Can you copy everything in the records below, from the line containing "Return one point per instance of the white" down to the line containing "Target: tree" with both of those lines included, leaving out the pictures?

Entries shown.

--------------------

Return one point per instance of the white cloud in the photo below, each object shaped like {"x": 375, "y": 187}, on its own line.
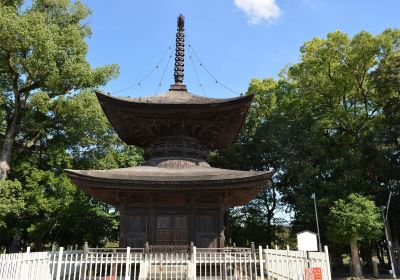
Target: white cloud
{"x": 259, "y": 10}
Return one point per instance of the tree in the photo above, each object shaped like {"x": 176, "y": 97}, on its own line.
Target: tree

--------------------

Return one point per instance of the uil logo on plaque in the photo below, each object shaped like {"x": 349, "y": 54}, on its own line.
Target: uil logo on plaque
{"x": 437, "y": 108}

--------------------

Problem solution.
Return one point per instance of the white cloud in the photo below, each object shaped like {"x": 375, "y": 187}, on its own line.
Target: white cloud
{"x": 259, "y": 10}
Return one point per instance of the tree in the photo above, each object shaped like {"x": 176, "y": 97}, on its own line.
Target: tree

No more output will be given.